Copy out the items below, starting at the line that contains "Would you be so kind as to mark the work glove" and ending at the line that contains "column 108, row 76", with both of those lines included. Leave the pictures out of your copy.

————

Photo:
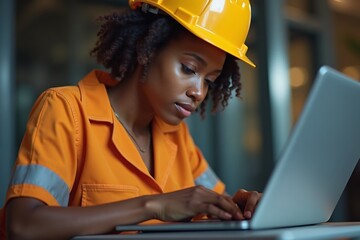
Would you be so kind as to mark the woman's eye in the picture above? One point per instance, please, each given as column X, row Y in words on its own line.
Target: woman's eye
column 211, row 84
column 187, row 70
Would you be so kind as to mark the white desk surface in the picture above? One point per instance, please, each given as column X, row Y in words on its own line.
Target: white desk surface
column 339, row 230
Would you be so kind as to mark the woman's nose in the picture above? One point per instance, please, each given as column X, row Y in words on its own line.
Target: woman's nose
column 196, row 90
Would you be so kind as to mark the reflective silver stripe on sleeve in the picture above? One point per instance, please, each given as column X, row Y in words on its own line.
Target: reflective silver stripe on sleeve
column 208, row 179
column 42, row 177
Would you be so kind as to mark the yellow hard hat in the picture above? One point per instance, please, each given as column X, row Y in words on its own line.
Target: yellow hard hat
column 223, row 23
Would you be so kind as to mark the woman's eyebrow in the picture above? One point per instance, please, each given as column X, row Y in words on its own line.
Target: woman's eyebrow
column 201, row 60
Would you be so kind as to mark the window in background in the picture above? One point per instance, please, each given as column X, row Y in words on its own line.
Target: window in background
column 54, row 39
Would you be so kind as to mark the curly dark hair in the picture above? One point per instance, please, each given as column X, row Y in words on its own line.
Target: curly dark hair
column 133, row 37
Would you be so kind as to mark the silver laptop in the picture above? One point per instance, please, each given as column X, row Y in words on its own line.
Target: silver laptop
column 314, row 167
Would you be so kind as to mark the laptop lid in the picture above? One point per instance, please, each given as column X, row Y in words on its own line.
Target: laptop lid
column 314, row 168
column 319, row 157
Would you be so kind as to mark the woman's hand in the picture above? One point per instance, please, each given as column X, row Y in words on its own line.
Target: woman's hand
column 184, row 204
column 247, row 202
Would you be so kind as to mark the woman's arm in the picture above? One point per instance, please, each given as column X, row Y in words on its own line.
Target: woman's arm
column 28, row 218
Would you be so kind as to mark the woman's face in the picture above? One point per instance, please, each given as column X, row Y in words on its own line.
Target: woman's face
column 180, row 75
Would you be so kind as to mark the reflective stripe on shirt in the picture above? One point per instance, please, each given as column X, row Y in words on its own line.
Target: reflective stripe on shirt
column 208, row 179
column 42, row 177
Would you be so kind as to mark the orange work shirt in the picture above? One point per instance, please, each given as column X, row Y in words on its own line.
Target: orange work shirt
column 75, row 152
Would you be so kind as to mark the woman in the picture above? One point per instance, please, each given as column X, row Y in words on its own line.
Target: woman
column 114, row 150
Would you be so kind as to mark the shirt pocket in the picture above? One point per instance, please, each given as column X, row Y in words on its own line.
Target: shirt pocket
column 95, row 194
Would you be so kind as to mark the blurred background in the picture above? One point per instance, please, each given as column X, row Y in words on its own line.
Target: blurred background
column 47, row 43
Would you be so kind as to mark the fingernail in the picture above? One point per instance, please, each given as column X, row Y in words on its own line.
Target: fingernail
column 247, row 214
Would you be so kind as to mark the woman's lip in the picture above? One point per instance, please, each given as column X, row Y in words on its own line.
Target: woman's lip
column 184, row 109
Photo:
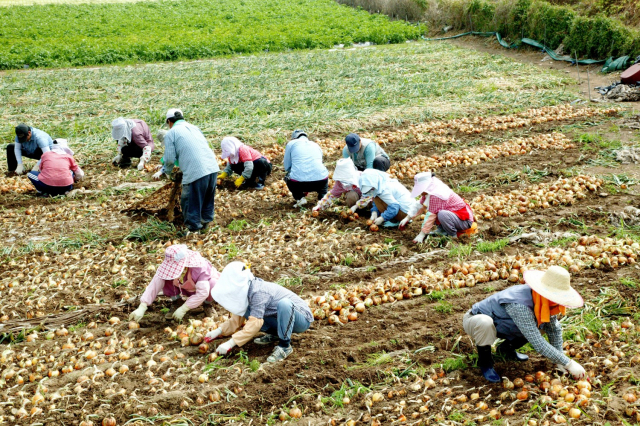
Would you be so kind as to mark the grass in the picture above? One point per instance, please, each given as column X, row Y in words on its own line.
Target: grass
column 123, row 33
column 318, row 90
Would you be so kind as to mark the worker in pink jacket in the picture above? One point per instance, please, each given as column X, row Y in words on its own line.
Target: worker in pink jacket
column 183, row 272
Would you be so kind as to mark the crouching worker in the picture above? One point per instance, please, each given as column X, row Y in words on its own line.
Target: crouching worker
column 444, row 208
column 518, row 314
column 392, row 202
column 245, row 161
column 265, row 306
column 58, row 171
column 183, row 272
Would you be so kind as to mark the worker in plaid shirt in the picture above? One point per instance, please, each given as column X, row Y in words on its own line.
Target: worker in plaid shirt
column 260, row 306
column 443, row 207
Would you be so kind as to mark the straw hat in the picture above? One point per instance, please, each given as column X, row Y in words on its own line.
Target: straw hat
column 176, row 258
column 554, row 284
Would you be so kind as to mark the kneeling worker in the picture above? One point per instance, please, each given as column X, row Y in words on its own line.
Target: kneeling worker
column 518, row 314
column 266, row 306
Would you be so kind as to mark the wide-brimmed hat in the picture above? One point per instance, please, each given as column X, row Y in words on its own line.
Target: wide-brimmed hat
column 176, row 258
column 554, row 284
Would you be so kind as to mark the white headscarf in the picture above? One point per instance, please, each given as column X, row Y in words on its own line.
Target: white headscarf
column 231, row 290
column 230, row 147
column 121, row 128
column 346, row 172
column 61, row 147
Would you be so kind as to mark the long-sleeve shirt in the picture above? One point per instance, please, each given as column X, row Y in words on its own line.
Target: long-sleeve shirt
column 56, row 168
column 263, row 299
column 39, row 139
column 397, row 198
column 141, row 135
column 199, row 281
column 337, row 191
column 186, row 143
column 525, row 320
column 247, row 156
column 303, row 161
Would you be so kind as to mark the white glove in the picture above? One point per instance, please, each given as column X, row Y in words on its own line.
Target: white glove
column 179, row 313
column 419, row 238
column 213, row 335
column 224, row 348
column 138, row 313
column 576, row 370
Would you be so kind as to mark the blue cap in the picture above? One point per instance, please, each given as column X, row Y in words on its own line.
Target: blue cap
column 353, row 142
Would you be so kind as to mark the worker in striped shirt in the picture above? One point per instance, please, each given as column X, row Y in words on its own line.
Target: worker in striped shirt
column 444, row 208
column 186, row 144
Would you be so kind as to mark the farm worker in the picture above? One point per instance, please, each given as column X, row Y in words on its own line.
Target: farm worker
column 186, row 144
column 392, row 202
column 134, row 140
column 58, row 171
column 443, row 207
column 518, row 314
column 365, row 153
column 345, row 179
column 264, row 305
column 304, row 170
column 245, row 161
column 183, row 272
column 31, row 143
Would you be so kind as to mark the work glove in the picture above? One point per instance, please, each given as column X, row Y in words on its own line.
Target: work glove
column 138, row 313
column 576, row 370
column 213, row 335
column 239, row 181
column 419, row 238
column 224, row 348
column 179, row 313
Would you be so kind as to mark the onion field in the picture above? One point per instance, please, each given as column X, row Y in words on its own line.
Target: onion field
column 387, row 346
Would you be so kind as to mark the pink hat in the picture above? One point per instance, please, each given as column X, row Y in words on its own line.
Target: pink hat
column 176, row 258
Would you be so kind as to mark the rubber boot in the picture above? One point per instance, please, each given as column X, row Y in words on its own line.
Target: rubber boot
column 485, row 362
column 507, row 349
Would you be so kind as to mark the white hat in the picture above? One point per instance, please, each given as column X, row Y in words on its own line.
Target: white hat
column 173, row 112
column 554, row 285
column 231, row 290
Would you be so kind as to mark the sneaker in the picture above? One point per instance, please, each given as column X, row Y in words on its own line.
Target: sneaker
column 469, row 232
column 279, row 353
column 266, row 339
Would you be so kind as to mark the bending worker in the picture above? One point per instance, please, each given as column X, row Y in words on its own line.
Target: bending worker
column 392, row 202
column 31, row 143
column 183, row 272
column 365, row 153
column 518, row 314
column 58, row 171
column 345, row 183
column 245, row 161
column 265, row 306
column 134, row 141
column 443, row 207
column 304, row 170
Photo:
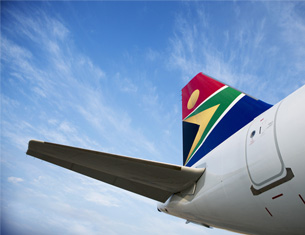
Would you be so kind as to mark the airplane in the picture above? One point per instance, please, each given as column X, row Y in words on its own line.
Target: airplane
column 243, row 162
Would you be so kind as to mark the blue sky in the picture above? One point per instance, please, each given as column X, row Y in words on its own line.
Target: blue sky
column 108, row 76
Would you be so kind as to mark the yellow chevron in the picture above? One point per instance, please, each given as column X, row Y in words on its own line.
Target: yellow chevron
column 202, row 119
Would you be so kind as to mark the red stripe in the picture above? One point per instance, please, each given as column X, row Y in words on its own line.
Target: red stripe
column 277, row 196
column 301, row 198
column 268, row 211
column 206, row 86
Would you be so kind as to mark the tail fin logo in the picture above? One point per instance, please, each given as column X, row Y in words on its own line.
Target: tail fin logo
column 212, row 112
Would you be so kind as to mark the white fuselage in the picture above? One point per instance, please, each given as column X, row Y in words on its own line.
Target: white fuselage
column 254, row 181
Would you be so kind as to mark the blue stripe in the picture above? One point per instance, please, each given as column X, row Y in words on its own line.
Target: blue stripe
column 243, row 112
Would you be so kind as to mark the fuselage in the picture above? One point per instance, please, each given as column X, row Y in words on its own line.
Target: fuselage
column 254, row 181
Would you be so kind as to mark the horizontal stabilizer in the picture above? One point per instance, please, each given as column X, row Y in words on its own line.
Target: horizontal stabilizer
column 154, row 180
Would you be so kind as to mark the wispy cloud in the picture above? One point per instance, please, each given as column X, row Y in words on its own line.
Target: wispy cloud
column 247, row 54
column 14, row 180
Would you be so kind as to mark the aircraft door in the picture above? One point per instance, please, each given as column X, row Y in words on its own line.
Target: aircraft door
column 264, row 162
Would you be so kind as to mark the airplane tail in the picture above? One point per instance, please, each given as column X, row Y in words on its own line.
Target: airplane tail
column 211, row 113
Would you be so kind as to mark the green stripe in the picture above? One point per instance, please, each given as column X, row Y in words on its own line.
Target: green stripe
column 224, row 98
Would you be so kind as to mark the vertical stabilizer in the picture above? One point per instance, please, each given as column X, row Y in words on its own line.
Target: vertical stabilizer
column 211, row 113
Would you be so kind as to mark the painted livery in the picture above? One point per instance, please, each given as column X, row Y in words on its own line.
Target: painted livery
column 243, row 162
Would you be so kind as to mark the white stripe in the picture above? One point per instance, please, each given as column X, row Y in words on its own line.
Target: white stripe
column 215, row 93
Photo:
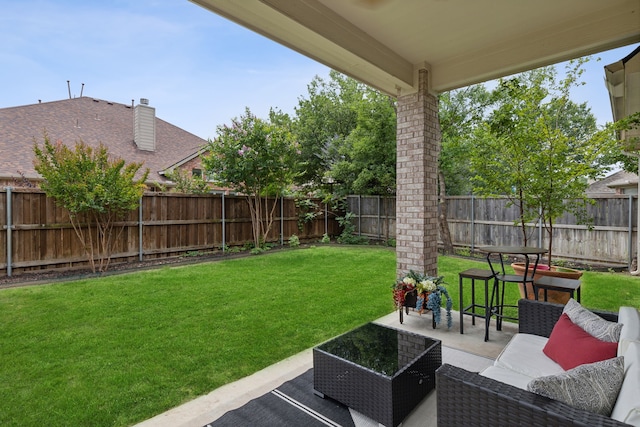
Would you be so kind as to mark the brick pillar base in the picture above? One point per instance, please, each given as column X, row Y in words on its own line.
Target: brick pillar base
column 418, row 146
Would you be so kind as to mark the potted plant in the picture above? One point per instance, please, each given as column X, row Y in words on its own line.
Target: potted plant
column 422, row 292
column 539, row 149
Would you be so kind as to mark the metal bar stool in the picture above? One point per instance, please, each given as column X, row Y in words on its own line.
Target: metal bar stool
column 470, row 310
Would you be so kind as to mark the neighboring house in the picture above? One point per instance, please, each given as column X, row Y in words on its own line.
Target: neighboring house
column 617, row 183
column 133, row 133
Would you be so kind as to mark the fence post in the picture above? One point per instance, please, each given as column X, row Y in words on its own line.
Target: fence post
column 473, row 224
column 9, row 233
column 326, row 219
column 224, row 227
column 540, row 228
column 630, row 254
column 379, row 219
column 140, row 245
column 359, row 215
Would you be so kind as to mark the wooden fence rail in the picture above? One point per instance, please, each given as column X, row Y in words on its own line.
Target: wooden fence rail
column 35, row 234
column 475, row 221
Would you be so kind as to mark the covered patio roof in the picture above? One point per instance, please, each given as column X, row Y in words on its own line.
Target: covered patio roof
column 460, row 42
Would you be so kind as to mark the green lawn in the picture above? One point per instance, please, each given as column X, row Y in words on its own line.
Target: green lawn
column 120, row 349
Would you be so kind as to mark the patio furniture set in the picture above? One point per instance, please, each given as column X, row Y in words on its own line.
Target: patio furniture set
column 384, row 373
column 497, row 396
column 494, row 304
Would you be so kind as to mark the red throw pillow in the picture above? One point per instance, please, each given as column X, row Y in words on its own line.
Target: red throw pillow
column 570, row 346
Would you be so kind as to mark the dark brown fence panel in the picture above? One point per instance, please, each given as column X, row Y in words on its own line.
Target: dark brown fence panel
column 475, row 221
column 375, row 216
column 172, row 224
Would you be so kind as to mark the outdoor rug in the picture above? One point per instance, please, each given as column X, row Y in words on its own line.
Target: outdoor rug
column 295, row 404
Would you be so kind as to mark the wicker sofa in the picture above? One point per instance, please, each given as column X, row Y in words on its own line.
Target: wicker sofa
column 468, row 398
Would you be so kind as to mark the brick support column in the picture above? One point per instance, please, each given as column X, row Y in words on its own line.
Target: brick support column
column 418, row 146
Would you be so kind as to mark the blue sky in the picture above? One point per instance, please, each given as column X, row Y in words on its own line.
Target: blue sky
column 197, row 69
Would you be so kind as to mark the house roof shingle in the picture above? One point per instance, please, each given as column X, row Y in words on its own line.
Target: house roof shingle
column 92, row 121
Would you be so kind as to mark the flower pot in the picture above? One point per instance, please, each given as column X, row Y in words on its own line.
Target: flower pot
column 544, row 270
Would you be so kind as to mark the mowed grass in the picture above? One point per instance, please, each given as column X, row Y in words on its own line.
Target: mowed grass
column 120, row 349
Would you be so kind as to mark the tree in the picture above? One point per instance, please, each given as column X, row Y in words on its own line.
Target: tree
column 347, row 137
column 367, row 163
column 256, row 158
column 539, row 148
column 459, row 112
column 323, row 121
column 98, row 191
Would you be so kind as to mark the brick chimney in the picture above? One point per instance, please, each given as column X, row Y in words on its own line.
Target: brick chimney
column 144, row 126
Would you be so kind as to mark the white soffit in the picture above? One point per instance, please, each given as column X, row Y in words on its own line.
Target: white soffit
column 384, row 42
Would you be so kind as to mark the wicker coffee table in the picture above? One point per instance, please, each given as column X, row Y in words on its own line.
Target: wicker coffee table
column 381, row 372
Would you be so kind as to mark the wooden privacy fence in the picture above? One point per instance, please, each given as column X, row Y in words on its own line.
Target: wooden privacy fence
column 36, row 234
column 475, row 221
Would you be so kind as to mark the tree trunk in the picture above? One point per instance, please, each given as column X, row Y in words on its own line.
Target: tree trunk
column 445, row 235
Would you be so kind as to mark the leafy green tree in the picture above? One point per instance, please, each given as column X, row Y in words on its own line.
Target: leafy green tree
column 256, row 158
column 368, row 157
column 324, row 119
column 539, row 148
column 460, row 112
column 98, row 191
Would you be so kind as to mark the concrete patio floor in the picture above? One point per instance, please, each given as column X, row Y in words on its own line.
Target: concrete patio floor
column 210, row 407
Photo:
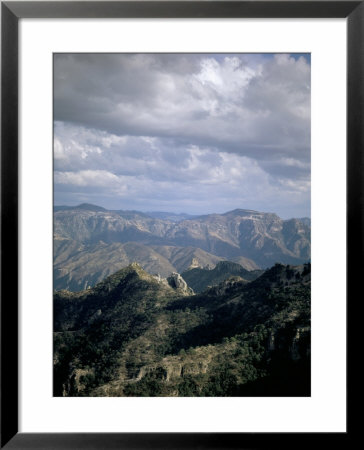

————

RESPONSE.
Would you be so kind as to mark the work glove in the picture above? One point per instance, please, each given as column X, row Y in words on its own line.
Target: work glove
column 138, row 313
column 576, row 370
column 213, row 335
column 239, row 181
column 419, row 238
column 224, row 348
column 179, row 313
Would you be so kind as to mark the onion field in the picture above? One point per instance, please, each given as column X, row Y in words on its own line.
Target: onion field
column 387, row 346
Would you be so kind as to mark the pink hat in the picture above? One point per instance, please, each given as column X, row Y in words on its own line.
Target: pink hat
column 176, row 258
Would you be so kind as to mark the rubber boot in the picture above? One point per instance, please, each given as column X, row Y in words on its own line.
Target: rubber boot
column 485, row 362
column 507, row 349
Would you be so kind as to mark the white hat in the picture above? One point per instance, please, each given as column X, row Y in words on its own line.
Target: white hat
column 173, row 112
column 554, row 285
column 231, row 290
Would you be so kind as to mark the sneaker in the picture above? One point per instance, please, each given as column X, row Y in words on its own line.
Target: sneaker
column 469, row 232
column 279, row 353
column 266, row 339
Would you be so kind as to mark the bending worker in the picture above? One point per instance, please, each given as column X, row Y in words on its own line.
Target: bending worker
column 392, row 202
column 31, row 143
column 183, row 272
column 365, row 153
column 518, row 314
column 58, row 171
column 345, row 183
column 245, row 161
column 265, row 306
column 134, row 141
column 443, row 207
column 304, row 170
Photo:
Would you be so kind as to mark the airplane in the picture above? One point per instance, please, each given as column X, row Y in words on its own line.
Target: airplane
column 243, row 162
Would you be so kind as to mark the blue sky in the picture above? One point per instance, please, each given as column X, row Y in words on its own line.
Target: blue sky
column 108, row 76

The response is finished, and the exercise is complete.